===== KUTIPAN TERPILIH
Boleh dibilang, angka tujuh adalah angka eksotis dan mistis, maka demikian juga dengan Gunung Latimojong yang mistis dan eksotis. Keindahannya terbentang sepanjang pendakian, dan warna mistis begitu kuat di dalamnya. Aroma Mistis Gunung Latimojong Menurut kepercayaan setempat, pegunungan ini konon merupakan asal-usul nenek moyang orang Enrekang, Toraja, Luwu, dan Bone. 

Kepercayaan ini dibarengi dengan kepercayaan mistis yang bersumber dari legenda-legenda setempat yang didominasi oleh suku Duri, yang berkomunikasi menggunakan bahasa Duri. Mereka mendiami daerah Baraka hingga Karangan pada jalur pendakian Gunung Latimojong, dan mayoritas petani kopi. Suku Duri meyakini bahwa arwah nenek moyang mereka bersemayang di tempat-tempat tertentu di Gunung Latimojong. Begitu pula dengan berbagai tempat dianggap memiliki penunggu. “Gunakan gelang rotan,” demikian biasa dikatakan para pemandu. Mengenakan gelang rotan diyakini mampu melindungi para pendaki dari gangguan penunggu Gunung Latimojong atau makhluk halus.

Sesuai kepercayaan adat setempat, gelang rotan adalah symbol bahwa mereka bertamu baik-baik. Sebab, gelang rotan adalah symbol leluhur mereka yang konon bernama Janggok Riri dan Nenek Menga. Aroma mistis juga tampak pada kepercayaan setempat yang mengharuskan memperhatikan tanda-tanda alam. Misalnya, kepercayaan bahwa apabila kita mendengar suara burung maka itu pertanda baik dan pendakian bisa dilanjutkan. Namun, jika bukan suara burung melainkan dengungan lebah, hendaknya pendaki kembali turun sebab itu merupakan pertanda buruk.

Rute Pendakian Gunung Latimojong
Umumnya, akses pendakian Gunung Latimojong dimulai dari Kecamatan Baraka. Wilayah ini bisa dicapai dari arah Makassar dengan angkutan umum, dan turun di Cakke. Dari Cakke, tersedia angkutan lokal menuju Baraka. Dari Baraka, dilanjutkan dengan perjalanan menuju Buntu Dea. Angkutan yang tersedia biasanya mikrolet atau ojek. Dari Buntu Dea kemudian menuju Dusun Latimojong dengan jalan kaki. Perjalanan serupa dilanjutkan menuju Dusun Karuaja yang terletak persis di lembah. Dari desa ini, menuju desa terakhir di kaki Gunung Latimojong, yakni Desa Karangan. Para pendaki biasanya menginap di rumah penduduk di Desa Karangan untuk menunggu waktu yang tepat memulai pendakian. Di samping itu, di desa ini mereka bisa menyiapkan fisik dan perbekalan untuk mendaki Gunung Latimojong yang eksotis tersebut.
==========
===== MATERI YANG DISEDIAKAN
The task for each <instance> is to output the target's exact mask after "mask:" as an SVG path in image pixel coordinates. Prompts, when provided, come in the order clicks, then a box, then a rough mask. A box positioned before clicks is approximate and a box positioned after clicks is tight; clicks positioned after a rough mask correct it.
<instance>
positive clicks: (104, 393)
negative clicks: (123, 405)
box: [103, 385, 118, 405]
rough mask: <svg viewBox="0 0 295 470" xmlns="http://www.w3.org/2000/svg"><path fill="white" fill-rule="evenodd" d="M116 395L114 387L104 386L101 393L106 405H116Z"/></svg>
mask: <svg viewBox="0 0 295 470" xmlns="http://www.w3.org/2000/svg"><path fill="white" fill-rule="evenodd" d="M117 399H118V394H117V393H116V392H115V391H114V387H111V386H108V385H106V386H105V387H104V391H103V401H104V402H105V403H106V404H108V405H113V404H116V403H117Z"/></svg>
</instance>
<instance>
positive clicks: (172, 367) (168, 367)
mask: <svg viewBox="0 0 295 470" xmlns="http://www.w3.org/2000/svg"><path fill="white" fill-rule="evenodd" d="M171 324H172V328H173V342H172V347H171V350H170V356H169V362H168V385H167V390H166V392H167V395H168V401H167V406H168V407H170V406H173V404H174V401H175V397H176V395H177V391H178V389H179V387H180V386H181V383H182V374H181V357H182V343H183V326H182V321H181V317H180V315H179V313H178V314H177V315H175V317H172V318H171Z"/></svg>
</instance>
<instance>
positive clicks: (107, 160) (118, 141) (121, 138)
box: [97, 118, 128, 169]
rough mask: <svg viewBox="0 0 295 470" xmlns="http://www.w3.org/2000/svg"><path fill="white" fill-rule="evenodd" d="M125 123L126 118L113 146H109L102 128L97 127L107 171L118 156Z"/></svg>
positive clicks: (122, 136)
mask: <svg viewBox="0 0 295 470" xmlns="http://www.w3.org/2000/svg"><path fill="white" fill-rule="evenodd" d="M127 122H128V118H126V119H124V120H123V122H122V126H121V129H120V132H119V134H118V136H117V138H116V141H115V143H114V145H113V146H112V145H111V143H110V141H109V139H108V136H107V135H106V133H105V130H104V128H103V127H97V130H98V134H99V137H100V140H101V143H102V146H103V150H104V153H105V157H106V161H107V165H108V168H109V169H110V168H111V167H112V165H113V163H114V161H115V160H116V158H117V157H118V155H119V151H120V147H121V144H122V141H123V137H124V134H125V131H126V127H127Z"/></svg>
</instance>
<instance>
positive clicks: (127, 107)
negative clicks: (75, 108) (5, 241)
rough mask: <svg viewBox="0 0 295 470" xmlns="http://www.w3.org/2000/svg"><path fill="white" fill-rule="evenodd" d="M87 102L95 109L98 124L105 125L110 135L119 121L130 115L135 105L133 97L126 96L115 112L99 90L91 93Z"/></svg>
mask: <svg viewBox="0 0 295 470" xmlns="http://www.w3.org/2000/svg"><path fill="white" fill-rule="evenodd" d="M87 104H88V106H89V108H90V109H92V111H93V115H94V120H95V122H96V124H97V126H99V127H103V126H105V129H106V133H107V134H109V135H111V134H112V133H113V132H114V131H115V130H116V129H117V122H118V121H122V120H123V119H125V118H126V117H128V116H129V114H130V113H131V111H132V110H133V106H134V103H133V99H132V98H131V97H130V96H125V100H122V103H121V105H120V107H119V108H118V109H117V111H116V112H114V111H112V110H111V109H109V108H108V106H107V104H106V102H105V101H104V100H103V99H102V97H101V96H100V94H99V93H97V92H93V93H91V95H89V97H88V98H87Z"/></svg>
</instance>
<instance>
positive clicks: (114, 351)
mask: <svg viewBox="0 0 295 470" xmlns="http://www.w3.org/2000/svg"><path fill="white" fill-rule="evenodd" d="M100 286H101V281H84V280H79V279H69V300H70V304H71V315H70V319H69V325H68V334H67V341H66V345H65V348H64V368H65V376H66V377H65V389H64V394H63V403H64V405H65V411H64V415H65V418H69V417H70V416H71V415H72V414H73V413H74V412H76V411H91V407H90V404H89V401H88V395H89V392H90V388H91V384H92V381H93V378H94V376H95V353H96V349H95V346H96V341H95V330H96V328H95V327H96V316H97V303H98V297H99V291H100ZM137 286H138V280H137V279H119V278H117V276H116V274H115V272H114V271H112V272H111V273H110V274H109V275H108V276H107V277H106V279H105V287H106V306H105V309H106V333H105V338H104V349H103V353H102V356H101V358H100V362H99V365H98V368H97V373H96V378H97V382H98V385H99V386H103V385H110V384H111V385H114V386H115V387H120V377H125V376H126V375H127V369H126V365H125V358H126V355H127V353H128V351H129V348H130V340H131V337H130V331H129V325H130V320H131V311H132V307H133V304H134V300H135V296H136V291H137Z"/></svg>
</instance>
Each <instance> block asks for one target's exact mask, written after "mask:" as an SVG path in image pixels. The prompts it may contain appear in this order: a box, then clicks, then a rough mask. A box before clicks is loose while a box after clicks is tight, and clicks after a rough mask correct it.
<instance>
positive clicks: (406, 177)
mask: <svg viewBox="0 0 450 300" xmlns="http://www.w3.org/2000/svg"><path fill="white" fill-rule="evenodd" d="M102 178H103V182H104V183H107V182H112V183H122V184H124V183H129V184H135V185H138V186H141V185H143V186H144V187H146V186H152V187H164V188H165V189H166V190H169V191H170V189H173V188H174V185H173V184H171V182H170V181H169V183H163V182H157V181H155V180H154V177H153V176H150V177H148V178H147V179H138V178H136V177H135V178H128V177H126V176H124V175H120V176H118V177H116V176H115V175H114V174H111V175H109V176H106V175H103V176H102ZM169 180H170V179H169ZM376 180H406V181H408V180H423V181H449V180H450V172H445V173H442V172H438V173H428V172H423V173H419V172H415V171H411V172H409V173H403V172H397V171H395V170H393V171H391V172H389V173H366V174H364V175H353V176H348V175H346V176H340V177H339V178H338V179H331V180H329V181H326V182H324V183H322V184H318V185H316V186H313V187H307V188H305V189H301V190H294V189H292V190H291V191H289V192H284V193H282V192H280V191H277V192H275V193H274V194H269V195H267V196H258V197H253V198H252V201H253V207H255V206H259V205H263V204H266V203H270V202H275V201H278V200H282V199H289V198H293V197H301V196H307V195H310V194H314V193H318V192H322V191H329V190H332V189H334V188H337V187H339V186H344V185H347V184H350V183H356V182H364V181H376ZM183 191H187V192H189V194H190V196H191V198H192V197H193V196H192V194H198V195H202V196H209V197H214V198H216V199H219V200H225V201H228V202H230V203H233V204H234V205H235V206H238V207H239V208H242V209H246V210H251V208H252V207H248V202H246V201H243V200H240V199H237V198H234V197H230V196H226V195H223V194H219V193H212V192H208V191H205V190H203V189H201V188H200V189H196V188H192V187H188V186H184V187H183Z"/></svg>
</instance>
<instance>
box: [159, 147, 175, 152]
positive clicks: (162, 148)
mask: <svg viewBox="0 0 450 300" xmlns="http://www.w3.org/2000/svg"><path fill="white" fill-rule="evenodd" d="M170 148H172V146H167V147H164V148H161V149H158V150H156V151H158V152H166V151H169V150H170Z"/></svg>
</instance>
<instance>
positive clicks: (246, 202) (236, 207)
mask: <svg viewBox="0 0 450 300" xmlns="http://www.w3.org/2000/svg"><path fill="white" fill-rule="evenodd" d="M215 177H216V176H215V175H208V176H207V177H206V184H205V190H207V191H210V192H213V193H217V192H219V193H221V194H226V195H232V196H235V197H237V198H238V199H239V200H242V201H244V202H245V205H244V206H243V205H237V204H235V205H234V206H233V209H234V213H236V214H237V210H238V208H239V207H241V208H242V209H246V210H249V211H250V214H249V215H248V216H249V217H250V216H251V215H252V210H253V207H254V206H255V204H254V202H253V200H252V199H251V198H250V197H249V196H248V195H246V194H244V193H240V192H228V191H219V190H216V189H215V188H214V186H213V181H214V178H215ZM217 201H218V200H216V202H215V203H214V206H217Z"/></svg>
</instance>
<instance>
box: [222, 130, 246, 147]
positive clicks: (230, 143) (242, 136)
==========
• **TUGAS 1**
Jawab pertanyaan berikut berdasarkan kutipan tentang Gunung Latimojong.
(a) Menurut kepercayaan setempat, pegunungan ini merupakan asal-usul nenek moyang orang mana saja?
(b) Apa yang hendaknya dilakukan pendaki jika yang terdengar adalah dengungan lebah?
(c) Di desa mana para pendaki biasanya menginap untuk menunggu waktu yang tepat memulai pendakian?
• **TUGAS 2**
Tulis ulang kata demi kata bagian kutipan tentang Gunung Latimojong di antara "Rute Pendakian Gunung" dan "yang eksotis tersebut.", termasuk kedua batas tersebut.
• **TUGAS 3**
Ringkas kutipan tentang Gunung Latimojong dalam dua kalimat.

• **JAWABAN YANG DIHARAPKAN 1**
(a) Orang Enrekang, Toraja, Luwu, dan Bone.
(b) Pendaki hendaknya kembali turun karena itu merupakan pertanda buruk.
(c) Di Desa Karangan.

• **JAWABAN YANG DIHARAPKAN 2**
Rute Pendakian Gunung Latimojong
Umumnya, akses pendakian Gunung Latimojong dimulai dari Kecamatan Baraka. Wilayah ini bisa dicapai dari arah Makassar dengan angkutan umum, dan turun di Cakke. Dari Cakke, tersedia angkutan lokal menuju Baraka. Dari Baraka, dilanjutkan dengan perjalanan menuju Buntu Dea. Angkutan yang tersedia biasanya mikrolet atau ojek. Dari Buntu Dea kemudian menuju Dusun Latimojong dengan jalan kaki. Perjalanan serupa dilanjutkan menuju Dusun Karuaja yang terletak persis di lembah. Dari desa ini, menuju desa terakhir di kaki Gunung Latimojong, yakni Desa Karangan. Para pendaki biasanya menginap di rumah penduduk di Desa Karangan untuk menunggu waktu yang tepat memulai pendakian. Di samping itu, di desa ini mereka bisa menyiapkan fisik dan perbekalan untuk mendaki Gunung Latimojong yang eksotis tersebut.

• **JAWABAN YANG DIHARAPKAN 3**
Gunung Latimojong diyakini masyarakat setempat sebagai asal-usul nenek moyang orang Enrekang, Toraja, Luwu, dan Bone, dan suku Duri yang mendiami jalur pendakiannya meyakini sejumlah tempat di gunung itu memiliki penunggu, sehingga pendaki dianjurkan memakai gelang rotan dan memperhatikan tanda-tanda alam. Pendakian umumnya dimulai dari Kecamatan Baraka, lalu melewati Buntu Dea, Dusun Latimojong, dan Dusun Karuaja hingga Desa Karangan, tempat pendaki biasanya menginap serta menyiapkan fisik dan perbekalan.